Lebron v. National Railroad Passenger Corporation, 513 U.S. 374 (1995), is a United States Supreme Court case in which the Court held that Amtrak is a government agency and thus is subject to the First Amendment.

Background 
Michael A. Lebron rented a large billboard in Amtrak's Penn Station. The advertisement was highly critical of the Coors Brewing Company for their support of the Contras in Nicaragua. The railroad turned down the ad because it was political, although the particular point of view was not an issue.

The District Court ruled that Amtrak, because of its close ties to the Federal Government, was a Government actor for First Amendment purposes, and that its rejection of the display was unconstitutional. The Court of Appeals reversed, noting that Amtrak was, by the terms of the legislation that created it, not a Government entity, and concluding that the Government was not so involved with Amtrak that the latter's decisions could be considered federal action.

Exercises:
- a) Copy the part of the case summary between "Lebron v. National" and "the First Amendment.", inclusive.
- b) In the case summary, why did Amtrak turn down Lebron's advertisement?

Information supplied:
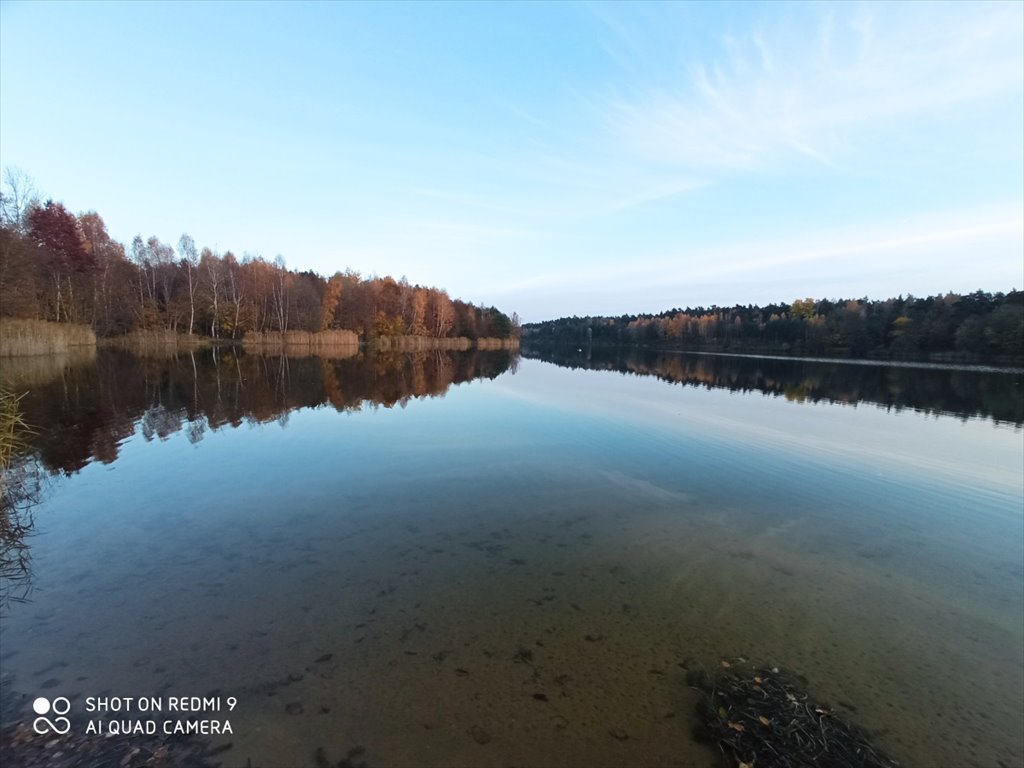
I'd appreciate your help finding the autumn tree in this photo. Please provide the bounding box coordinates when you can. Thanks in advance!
[28,200,95,323]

Replies:
- a)
Lebron v. National Railroad Passenger Corporation, 513 U.S. 374 (1995), is a United States Supreme Court case in which the Court held that Amtrak is a government agency and thus is subject to the First Amendment.

- b) Amtrak turned it down because the ad was political.